__Exercício escrito 1__
Traduza para inglês a seguinte frase da secção do texto sobre as condicionantes sociais da ciência: «Stengers começa por lembrar que a sociologia das ciências “põe em causa” a tradicional separação entre ciências e sociedade.»

__Secção do texto__
- - - -
Rev. Lusófona de Educação  n.9 Lisboa  2007

 

L’invention des sciences modernes

Isabelle Stengers (1995), Paris: Flammarion

 

 

As condicionantes sociais da ciência

Stengers começa por lembrar que a sociologia das ciências “põe em causa” a tradicional separação entre ciências e sociedade. Esta inquietação do campo científico repete uma outra inquietação, de 1962, quando Thomas Kuhn propôs a categoria de “ciência normal”: o cientista prático não é a ilustração gloriosa do espírito crítico e do racionalismo lúcido, cada paradigma determina as questões legítimas e os critérios com que devem ser reconhecidas as respostas aceitáveis. Porquê então o escândalo actual acerca da sociologia das ciências? Kuhn não sublinhou “a dimensão social das ciências” ao mostrar que o cientista deve ser descrito como um membro de uma comunidade e não como “um indivíduo racional e lúcido”? (pp.11 e 12).

Kuhn e o conjunto dos historiadores “internos” desenvolvem o tema da grande diferença dos últimos “quatro séculos europeus”, em que se criou a ciência moderna. Segundo Kuhn, foi aqui que se realizou a condição da possibilidade da ciência, ou seja, a existência de sociedades que dão às comunidades científicas os meios de existir e de trabalhar sem interferência nos seus debates. Mas os historiadores “externos” sublinham que outras condições singulares marcaram esses quatro séculos, perguntando: “a indústria, o estado, o exército, o comércio, não entram verdadeiramente na história das comunidades científicas senão apenas no duplo título de fontes de financiamento e de beneficiários da produção?” (p.18).
- - - -
__Exercício escrito 2__
Extraia das linhas abaixo todas as que contêm a palavra "wooden", tendo em conta a distinção entre maiúsculas e minúsculas.
- - - -
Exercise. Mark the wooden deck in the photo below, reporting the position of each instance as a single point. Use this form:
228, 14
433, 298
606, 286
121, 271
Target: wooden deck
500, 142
- - - -
__Resposta 1__
Stengers begins by recalling that the sociology of the sciences “calls into question” the traditional separation between the sciences and society.

__Resposta 2__
Exercise. Mark the wooden deck in the photo below, reporting the position of each instance as a single point. Use this form:
Target: wooden deck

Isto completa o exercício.